> _Exercise aim_:
Find each line in the listing below that contains the word "water", and copy those lines.

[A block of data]
=-=-=
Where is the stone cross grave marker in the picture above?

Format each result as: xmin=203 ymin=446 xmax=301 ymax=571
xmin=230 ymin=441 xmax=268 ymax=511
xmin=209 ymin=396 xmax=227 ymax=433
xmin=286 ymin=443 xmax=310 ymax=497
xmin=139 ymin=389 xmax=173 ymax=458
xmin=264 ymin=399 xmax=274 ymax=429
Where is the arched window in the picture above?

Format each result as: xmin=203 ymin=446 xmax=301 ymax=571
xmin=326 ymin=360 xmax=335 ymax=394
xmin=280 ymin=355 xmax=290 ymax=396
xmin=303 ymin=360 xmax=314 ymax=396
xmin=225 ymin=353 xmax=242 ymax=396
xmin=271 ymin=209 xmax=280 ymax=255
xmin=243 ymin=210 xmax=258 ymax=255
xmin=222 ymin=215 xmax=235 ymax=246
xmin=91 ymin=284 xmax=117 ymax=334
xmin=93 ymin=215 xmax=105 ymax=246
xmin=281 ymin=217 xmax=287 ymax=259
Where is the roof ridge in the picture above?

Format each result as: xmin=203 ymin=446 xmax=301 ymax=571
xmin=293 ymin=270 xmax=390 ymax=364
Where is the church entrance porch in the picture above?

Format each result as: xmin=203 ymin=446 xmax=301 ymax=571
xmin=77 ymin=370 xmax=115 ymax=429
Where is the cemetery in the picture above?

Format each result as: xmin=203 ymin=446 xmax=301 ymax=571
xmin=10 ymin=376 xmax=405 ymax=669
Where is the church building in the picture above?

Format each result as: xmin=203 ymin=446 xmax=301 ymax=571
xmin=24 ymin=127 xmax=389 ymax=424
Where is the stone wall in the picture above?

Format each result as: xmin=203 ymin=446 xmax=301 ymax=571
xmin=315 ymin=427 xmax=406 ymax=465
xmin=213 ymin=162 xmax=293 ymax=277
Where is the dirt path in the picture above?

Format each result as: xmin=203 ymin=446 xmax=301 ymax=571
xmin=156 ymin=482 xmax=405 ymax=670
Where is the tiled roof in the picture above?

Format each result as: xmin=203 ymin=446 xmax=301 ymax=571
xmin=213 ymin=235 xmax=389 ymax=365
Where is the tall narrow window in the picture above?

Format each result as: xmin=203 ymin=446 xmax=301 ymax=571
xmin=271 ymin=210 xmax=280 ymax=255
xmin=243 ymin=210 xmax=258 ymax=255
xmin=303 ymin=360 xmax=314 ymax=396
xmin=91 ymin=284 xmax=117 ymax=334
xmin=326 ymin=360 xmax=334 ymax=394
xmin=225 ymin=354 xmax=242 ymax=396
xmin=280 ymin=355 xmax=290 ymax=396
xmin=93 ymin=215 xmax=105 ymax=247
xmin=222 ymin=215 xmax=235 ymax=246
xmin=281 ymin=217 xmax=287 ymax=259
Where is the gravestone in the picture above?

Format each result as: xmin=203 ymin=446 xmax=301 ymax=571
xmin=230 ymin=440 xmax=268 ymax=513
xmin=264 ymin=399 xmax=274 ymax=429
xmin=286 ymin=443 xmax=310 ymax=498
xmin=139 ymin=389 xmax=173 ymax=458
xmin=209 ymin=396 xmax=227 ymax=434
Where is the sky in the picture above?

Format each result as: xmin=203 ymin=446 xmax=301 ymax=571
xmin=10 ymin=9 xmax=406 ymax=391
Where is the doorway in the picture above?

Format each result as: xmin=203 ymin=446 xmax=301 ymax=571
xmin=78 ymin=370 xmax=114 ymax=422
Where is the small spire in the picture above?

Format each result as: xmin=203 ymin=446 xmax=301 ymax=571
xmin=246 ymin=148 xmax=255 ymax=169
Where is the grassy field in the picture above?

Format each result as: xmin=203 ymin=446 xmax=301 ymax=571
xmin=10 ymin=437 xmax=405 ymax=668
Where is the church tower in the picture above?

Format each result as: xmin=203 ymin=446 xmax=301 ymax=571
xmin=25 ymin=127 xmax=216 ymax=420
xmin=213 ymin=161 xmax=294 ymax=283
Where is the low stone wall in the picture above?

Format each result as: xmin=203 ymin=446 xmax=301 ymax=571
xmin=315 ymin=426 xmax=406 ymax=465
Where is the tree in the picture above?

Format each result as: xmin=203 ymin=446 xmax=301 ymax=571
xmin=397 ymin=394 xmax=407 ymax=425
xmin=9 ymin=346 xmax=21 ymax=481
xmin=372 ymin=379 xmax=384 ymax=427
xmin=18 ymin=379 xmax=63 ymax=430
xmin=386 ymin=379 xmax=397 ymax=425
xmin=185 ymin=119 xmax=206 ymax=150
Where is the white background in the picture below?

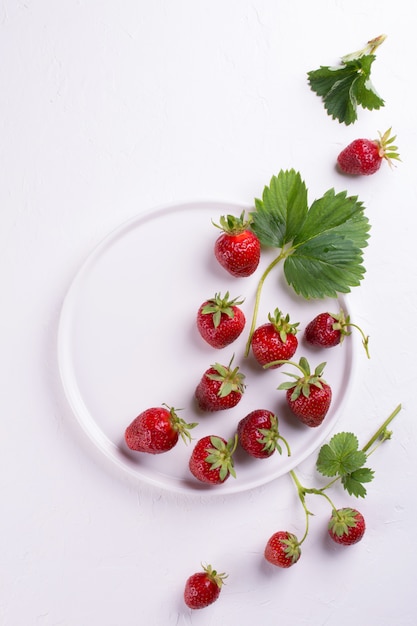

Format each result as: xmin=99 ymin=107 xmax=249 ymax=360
xmin=0 ymin=0 xmax=417 ymax=626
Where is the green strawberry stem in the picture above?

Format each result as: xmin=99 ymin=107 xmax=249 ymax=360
xmin=245 ymin=250 xmax=289 ymax=356
xmin=348 ymin=321 xmax=371 ymax=359
xmin=290 ymin=404 xmax=402 ymax=545
xmin=362 ymin=404 xmax=402 ymax=456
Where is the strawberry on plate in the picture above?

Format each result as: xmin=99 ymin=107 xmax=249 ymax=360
xmin=237 ymin=409 xmax=290 ymax=459
xmin=328 ymin=507 xmax=366 ymax=546
xmin=195 ymin=358 xmax=245 ymax=412
xmin=214 ymin=211 xmax=261 ymax=278
xmin=125 ymin=405 xmax=197 ymax=454
xmin=337 ymin=129 xmax=400 ymax=176
xmin=264 ymin=530 xmax=301 ymax=568
xmin=251 ymin=309 xmax=299 ymax=368
xmin=184 ymin=565 xmax=227 ymax=609
xmin=278 ymin=357 xmax=332 ymax=428
xmin=197 ymin=291 xmax=246 ymax=348
xmin=304 ymin=310 xmax=369 ymax=358
xmin=188 ymin=435 xmax=237 ymax=485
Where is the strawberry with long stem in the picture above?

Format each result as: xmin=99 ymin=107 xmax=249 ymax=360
xmin=282 ymin=404 xmax=402 ymax=548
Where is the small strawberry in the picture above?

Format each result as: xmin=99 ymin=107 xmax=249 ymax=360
xmin=328 ymin=508 xmax=366 ymax=546
xmin=264 ymin=530 xmax=301 ymax=567
xmin=237 ymin=409 xmax=290 ymax=459
xmin=188 ymin=435 xmax=237 ymax=485
xmin=251 ymin=309 xmax=299 ymax=368
xmin=304 ymin=310 xmax=369 ymax=358
xmin=125 ymin=405 xmax=197 ymax=454
xmin=214 ymin=211 xmax=261 ymax=278
xmin=278 ymin=357 xmax=332 ymax=427
xmin=184 ymin=565 xmax=227 ymax=609
xmin=197 ymin=291 xmax=246 ymax=348
xmin=337 ymin=129 xmax=400 ymax=176
xmin=195 ymin=357 xmax=245 ymax=412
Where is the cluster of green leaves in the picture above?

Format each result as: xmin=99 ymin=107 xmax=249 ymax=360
xmin=307 ymin=35 xmax=386 ymax=126
xmin=307 ymin=54 xmax=384 ymax=126
xmin=316 ymin=432 xmax=374 ymax=498
xmin=251 ymin=169 xmax=370 ymax=299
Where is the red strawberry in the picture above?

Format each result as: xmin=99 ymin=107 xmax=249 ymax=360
xmin=195 ymin=358 xmax=245 ymax=411
xmin=264 ymin=530 xmax=301 ymax=567
xmin=251 ymin=309 xmax=298 ymax=368
xmin=328 ymin=508 xmax=366 ymax=546
xmin=304 ymin=310 xmax=369 ymax=358
xmin=189 ymin=435 xmax=237 ymax=485
xmin=337 ymin=129 xmax=400 ymax=176
xmin=184 ymin=565 xmax=227 ymax=609
xmin=278 ymin=357 xmax=332 ymax=427
xmin=214 ymin=211 xmax=261 ymax=278
xmin=197 ymin=291 xmax=246 ymax=348
xmin=125 ymin=405 xmax=197 ymax=454
xmin=237 ymin=409 xmax=289 ymax=459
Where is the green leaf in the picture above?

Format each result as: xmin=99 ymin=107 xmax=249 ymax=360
xmin=307 ymin=54 xmax=384 ymax=125
xmin=247 ymin=170 xmax=370 ymax=299
xmin=251 ymin=169 xmax=308 ymax=248
xmin=316 ymin=433 xmax=367 ymax=477
xmin=342 ymin=467 xmax=374 ymax=498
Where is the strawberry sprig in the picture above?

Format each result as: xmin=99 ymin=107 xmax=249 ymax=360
xmin=307 ymin=35 xmax=386 ymax=126
xmin=280 ymin=404 xmax=402 ymax=548
xmin=245 ymin=169 xmax=370 ymax=356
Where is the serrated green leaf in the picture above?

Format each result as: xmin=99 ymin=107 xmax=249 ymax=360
xmin=247 ymin=170 xmax=370 ymax=299
xmin=307 ymin=54 xmax=384 ymax=126
xmin=251 ymin=169 xmax=308 ymax=248
xmin=316 ymin=433 xmax=367 ymax=477
xmin=342 ymin=467 xmax=374 ymax=498
xmin=284 ymin=189 xmax=370 ymax=298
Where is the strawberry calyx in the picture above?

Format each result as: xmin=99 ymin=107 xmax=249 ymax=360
xmin=212 ymin=211 xmax=252 ymax=235
xmin=375 ymin=128 xmax=401 ymax=167
xmin=329 ymin=309 xmax=371 ymax=359
xmin=328 ymin=507 xmax=358 ymax=537
xmin=201 ymin=563 xmax=228 ymax=589
xmin=207 ymin=355 xmax=245 ymax=398
xmin=163 ymin=403 xmax=198 ymax=443
xmin=268 ymin=309 xmax=299 ymax=343
xmin=201 ymin=291 xmax=244 ymax=328
xmin=280 ymin=532 xmax=301 ymax=563
xmin=258 ymin=415 xmax=291 ymax=456
xmin=205 ymin=435 xmax=238 ymax=481
xmin=265 ymin=356 xmax=326 ymax=401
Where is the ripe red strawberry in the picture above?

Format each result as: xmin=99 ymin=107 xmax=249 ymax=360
xmin=237 ymin=409 xmax=289 ymax=459
xmin=188 ymin=435 xmax=237 ymax=485
xmin=251 ymin=309 xmax=298 ymax=368
xmin=328 ymin=508 xmax=366 ymax=546
xmin=304 ymin=310 xmax=369 ymax=358
xmin=197 ymin=291 xmax=246 ymax=348
xmin=337 ymin=129 xmax=400 ymax=176
xmin=278 ymin=357 xmax=332 ymax=428
xmin=125 ymin=405 xmax=197 ymax=454
xmin=195 ymin=358 xmax=245 ymax=412
xmin=264 ymin=530 xmax=301 ymax=567
xmin=184 ymin=565 xmax=227 ymax=609
xmin=214 ymin=211 xmax=261 ymax=278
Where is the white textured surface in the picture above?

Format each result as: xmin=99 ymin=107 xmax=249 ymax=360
xmin=0 ymin=0 xmax=417 ymax=626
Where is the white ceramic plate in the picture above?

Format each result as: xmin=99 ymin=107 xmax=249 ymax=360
xmin=58 ymin=202 xmax=354 ymax=494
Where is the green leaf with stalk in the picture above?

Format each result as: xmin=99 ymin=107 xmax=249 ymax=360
xmin=245 ymin=169 xmax=370 ymax=356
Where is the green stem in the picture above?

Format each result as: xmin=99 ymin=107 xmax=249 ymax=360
xmin=348 ymin=322 xmax=371 ymax=359
xmin=362 ymin=404 xmax=402 ymax=452
xmin=245 ymin=250 xmax=288 ymax=356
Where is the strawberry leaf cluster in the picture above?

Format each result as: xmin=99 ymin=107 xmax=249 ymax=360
xmin=316 ymin=432 xmax=374 ymax=498
xmin=251 ymin=169 xmax=370 ymax=299
xmin=307 ymin=35 xmax=385 ymax=126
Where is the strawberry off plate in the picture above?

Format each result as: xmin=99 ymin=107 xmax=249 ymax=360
xmin=58 ymin=202 xmax=354 ymax=494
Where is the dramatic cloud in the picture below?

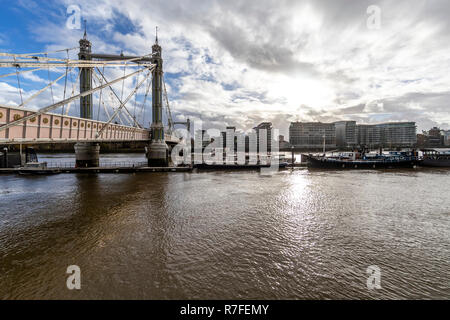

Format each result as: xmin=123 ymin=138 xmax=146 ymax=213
xmin=0 ymin=0 xmax=450 ymax=134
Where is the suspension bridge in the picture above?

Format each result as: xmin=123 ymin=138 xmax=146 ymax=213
xmin=0 ymin=31 xmax=190 ymax=167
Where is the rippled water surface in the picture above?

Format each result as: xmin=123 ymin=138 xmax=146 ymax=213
xmin=0 ymin=160 xmax=450 ymax=299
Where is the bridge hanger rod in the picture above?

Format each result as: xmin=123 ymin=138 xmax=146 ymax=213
xmin=92 ymin=72 xmax=129 ymax=124
xmin=92 ymin=77 xmax=125 ymax=125
xmin=19 ymin=70 xmax=72 ymax=108
xmin=0 ymin=65 xmax=155 ymax=131
xmin=95 ymin=71 xmax=151 ymax=138
xmin=94 ymin=68 xmax=142 ymax=128
xmin=0 ymin=47 xmax=80 ymax=58
xmin=162 ymin=73 xmax=173 ymax=131
xmin=63 ymin=70 xmax=81 ymax=116
xmin=0 ymin=55 xmax=151 ymax=66
xmin=0 ymin=64 xmax=47 ymax=78
xmin=0 ymin=60 xmax=153 ymax=68
xmin=0 ymin=55 xmax=151 ymax=64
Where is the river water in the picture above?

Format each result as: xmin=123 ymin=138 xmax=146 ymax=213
xmin=0 ymin=155 xmax=450 ymax=299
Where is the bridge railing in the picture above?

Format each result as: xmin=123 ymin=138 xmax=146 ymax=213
xmin=47 ymin=161 xmax=148 ymax=169
xmin=0 ymin=106 xmax=149 ymax=143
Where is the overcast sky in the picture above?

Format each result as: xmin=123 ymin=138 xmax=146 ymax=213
xmin=0 ymin=0 xmax=450 ymax=133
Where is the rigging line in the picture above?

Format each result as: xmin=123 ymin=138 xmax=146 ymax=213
xmin=0 ymin=66 xmax=155 ymax=131
xmin=93 ymin=66 xmax=105 ymax=121
xmin=0 ymin=53 xmax=151 ymax=65
xmin=0 ymin=47 xmax=80 ymax=58
xmin=61 ymin=50 xmax=69 ymax=115
xmin=45 ymin=55 xmax=55 ymax=103
xmin=93 ymin=70 xmax=133 ymax=126
xmin=92 ymin=78 xmax=111 ymax=121
xmin=140 ymin=75 xmax=153 ymax=128
xmin=162 ymin=73 xmax=173 ymax=129
xmin=120 ymin=65 xmax=127 ymax=100
xmin=95 ymin=68 xmax=151 ymax=138
xmin=0 ymin=66 xmax=45 ymax=78
xmin=133 ymin=70 xmax=139 ymax=125
xmin=19 ymin=69 xmax=72 ymax=107
xmin=95 ymin=65 xmax=143 ymax=127
xmin=65 ymin=70 xmax=81 ymax=116
xmin=16 ymin=58 xmax=23 ymax=105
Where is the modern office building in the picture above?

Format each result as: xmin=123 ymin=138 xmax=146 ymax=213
xmin=442 ymin=130 xmax=450 ymax=147
xmin=253 ymin=122 xmax=272 ymax=152
xmin=357 ymin=122 xmax=417 ymax=148
xmin=289 ymin=121 xmax=336 ymax=149
xmin=377 ymin=122 xmax=417 ymax=147
xmin=334 ymin=121 xmax=358 ymax=148
xmin=357 ymin=124 xmax=381 ymax=148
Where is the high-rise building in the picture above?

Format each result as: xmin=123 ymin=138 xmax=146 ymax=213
xmin=357 ymin=124 xmax=381 ymax=148
xmin=442 ymin=130 xmax=450 ymax=147
xmin=253 ymin=122 xmax=272 ymax=152
xmin=289 ymin=121 xmax=336 ymax=148
xmin=334 ymin=121 xmax=358 ymax=148
xmin=377 ymin=122 xmax=417 ymax=147
xmin=357 ymin=122 xmax=417 ymax=147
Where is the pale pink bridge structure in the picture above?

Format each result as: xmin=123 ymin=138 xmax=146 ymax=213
=-=-=
> _Answer below_:
Where is the rippled water surface in the picture above?
Where is the river water in the picture above?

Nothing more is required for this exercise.